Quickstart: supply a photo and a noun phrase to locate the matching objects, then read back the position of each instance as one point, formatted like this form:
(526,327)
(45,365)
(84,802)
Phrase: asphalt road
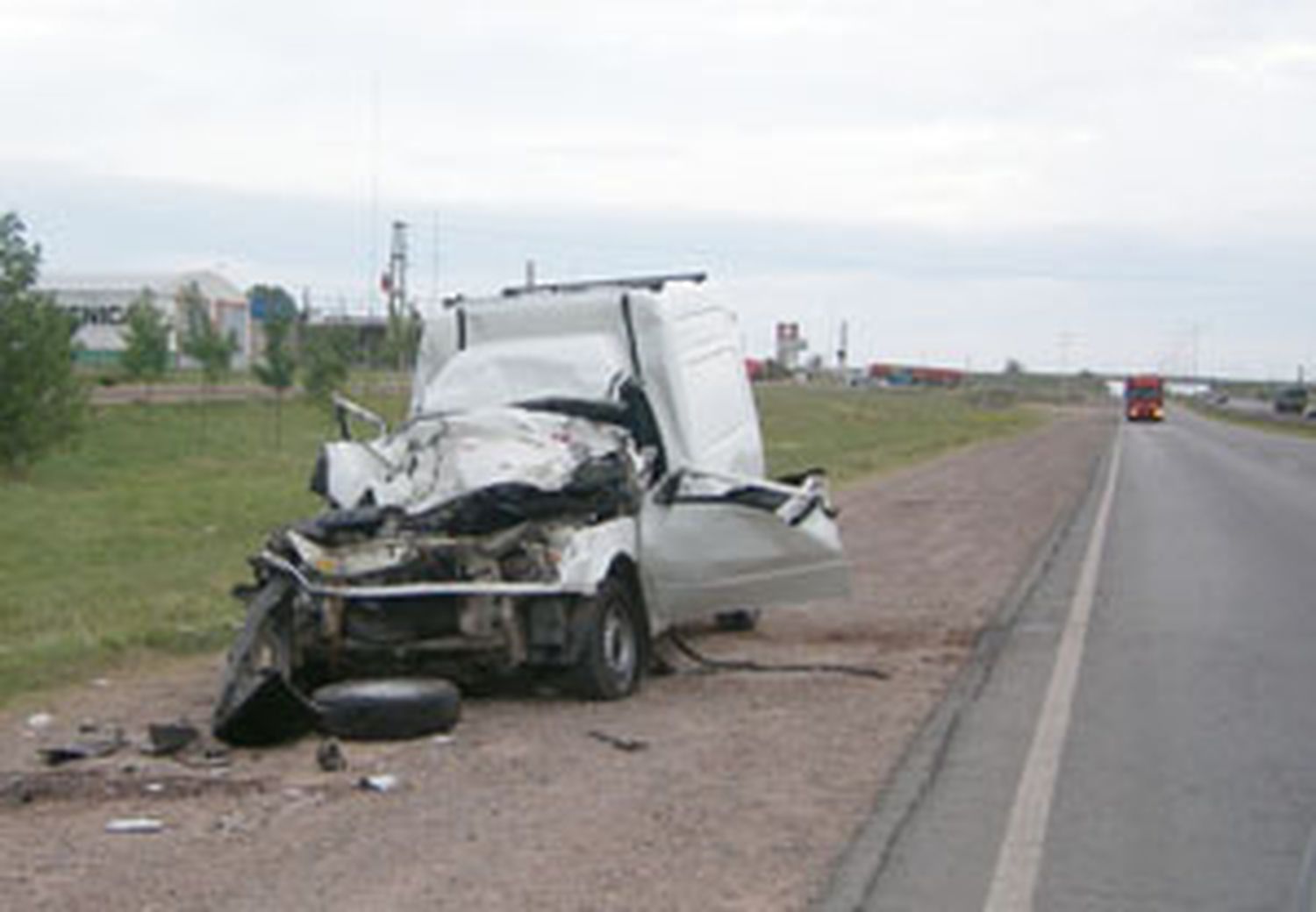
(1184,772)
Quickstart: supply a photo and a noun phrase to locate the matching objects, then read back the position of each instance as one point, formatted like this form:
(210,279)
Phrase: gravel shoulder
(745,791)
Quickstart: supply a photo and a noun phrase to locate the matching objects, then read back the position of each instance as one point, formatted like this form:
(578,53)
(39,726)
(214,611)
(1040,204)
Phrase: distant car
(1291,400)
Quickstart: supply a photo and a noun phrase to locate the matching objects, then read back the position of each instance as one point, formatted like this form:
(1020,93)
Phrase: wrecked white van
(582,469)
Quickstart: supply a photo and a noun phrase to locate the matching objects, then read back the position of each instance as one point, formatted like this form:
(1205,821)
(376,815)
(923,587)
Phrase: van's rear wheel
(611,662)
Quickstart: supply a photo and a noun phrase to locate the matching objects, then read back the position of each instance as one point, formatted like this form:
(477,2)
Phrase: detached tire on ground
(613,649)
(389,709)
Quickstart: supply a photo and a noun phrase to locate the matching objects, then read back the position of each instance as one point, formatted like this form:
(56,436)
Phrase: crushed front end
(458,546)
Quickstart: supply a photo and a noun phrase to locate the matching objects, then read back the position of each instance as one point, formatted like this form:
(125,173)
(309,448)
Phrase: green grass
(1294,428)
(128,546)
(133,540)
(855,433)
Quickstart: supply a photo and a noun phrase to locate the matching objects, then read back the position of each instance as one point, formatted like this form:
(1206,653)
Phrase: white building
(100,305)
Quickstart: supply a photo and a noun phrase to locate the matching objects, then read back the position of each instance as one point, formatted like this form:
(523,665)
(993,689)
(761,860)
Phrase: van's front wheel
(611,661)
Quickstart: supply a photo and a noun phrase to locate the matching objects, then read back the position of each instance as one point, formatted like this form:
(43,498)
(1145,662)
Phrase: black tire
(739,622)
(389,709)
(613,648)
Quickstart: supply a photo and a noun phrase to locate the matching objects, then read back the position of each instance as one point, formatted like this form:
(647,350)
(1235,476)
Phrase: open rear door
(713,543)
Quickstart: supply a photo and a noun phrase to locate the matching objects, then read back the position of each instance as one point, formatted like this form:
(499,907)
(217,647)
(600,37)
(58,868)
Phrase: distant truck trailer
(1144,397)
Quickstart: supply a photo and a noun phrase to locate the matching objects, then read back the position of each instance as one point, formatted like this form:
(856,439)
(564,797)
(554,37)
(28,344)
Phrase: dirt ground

• _PROBLEM DESCRIPTION_
Reproduce each line above that contains the word "wheel", and omit every other line.

• _OUTPUT BELOW_
Phrase: van's rear wheel
Phrase: van's front wheel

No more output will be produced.